- Short exercise -
In the forum thread about rmfset below, what does running an rmfset invoke?

- Excerpt to read -
Wow,
Three minutes, a new record! Thanks to Sean O'Connell [sean_at_stat.Duke.EDU]
His response:
I believe this has been fixed in later versions (patchkits?) of
Tru64. There is a global kernel lock that gets invoked on an
rmfset. This was apparently quite nettlesome wrt using clonefset/
rmfset while backups of large advfs filesystems.
My original question:
This is just a question, not really important, as I don't use rmfset too
often. I'm actually just curious.
I added some storage to my machine, a 4100 running 4.0d pk3, and as a
result was moving around some file systems to make more effective use of
the
extra storage. This left me with 3 filesets on 3 domains that I no longer
needed. I ran the first rmfset and it took a while as it was a fairly large
file set I was removing. My system monitoring package BigBrother suddenly
turned red and indicated that ftp was down on the machine I was working on.

- Record excerpts -
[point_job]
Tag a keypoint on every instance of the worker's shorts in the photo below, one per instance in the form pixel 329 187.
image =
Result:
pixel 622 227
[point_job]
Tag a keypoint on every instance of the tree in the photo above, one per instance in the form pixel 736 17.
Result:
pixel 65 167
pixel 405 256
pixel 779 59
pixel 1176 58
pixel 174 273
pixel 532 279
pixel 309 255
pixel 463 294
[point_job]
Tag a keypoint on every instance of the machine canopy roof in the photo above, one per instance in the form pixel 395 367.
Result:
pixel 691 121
...
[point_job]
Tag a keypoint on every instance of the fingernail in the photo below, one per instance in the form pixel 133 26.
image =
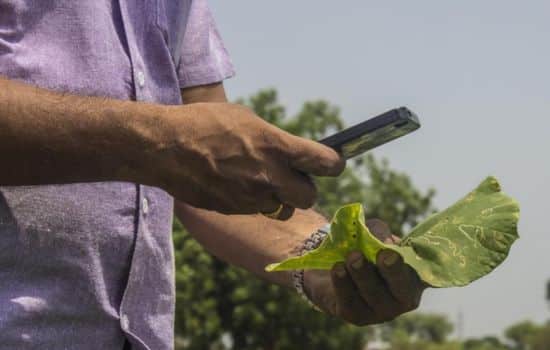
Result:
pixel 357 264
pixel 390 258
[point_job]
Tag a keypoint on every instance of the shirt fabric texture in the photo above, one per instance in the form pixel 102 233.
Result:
---
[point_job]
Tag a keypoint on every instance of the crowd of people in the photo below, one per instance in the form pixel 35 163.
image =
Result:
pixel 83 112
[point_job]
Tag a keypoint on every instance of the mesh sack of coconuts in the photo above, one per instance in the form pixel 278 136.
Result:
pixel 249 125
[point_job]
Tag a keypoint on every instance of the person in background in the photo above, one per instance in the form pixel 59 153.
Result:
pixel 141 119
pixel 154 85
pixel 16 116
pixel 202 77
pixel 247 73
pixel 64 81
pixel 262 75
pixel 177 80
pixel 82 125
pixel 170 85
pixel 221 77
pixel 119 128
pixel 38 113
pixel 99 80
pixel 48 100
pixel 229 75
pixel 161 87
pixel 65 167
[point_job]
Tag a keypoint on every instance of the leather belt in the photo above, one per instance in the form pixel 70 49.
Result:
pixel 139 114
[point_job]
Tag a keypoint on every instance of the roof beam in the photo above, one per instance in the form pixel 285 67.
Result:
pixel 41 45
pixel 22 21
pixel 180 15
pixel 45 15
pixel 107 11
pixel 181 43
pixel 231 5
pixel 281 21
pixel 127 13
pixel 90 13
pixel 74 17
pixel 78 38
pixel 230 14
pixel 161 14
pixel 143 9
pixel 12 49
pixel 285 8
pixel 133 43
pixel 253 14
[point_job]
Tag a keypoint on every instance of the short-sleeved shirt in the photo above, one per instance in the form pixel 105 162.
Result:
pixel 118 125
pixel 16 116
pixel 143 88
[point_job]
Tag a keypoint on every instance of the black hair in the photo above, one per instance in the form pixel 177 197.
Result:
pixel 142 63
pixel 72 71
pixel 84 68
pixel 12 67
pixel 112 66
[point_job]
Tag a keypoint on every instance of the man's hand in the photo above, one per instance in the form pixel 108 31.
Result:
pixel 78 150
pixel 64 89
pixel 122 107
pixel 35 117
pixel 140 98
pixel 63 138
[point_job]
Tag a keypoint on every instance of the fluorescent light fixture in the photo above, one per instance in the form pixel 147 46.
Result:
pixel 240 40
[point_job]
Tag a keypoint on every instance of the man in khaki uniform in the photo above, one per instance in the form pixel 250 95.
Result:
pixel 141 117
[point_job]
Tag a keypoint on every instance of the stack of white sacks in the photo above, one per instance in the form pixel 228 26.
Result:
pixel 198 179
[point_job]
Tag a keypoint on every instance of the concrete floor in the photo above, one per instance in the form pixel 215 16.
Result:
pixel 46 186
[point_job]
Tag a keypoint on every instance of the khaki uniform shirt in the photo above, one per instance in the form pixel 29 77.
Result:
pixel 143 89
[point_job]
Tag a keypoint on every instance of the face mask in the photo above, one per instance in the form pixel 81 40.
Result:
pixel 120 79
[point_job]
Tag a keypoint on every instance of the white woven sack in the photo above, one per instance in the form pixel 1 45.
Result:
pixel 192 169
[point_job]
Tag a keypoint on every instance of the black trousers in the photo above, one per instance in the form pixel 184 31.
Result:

- Solution for this exercise -
A global kernel lock.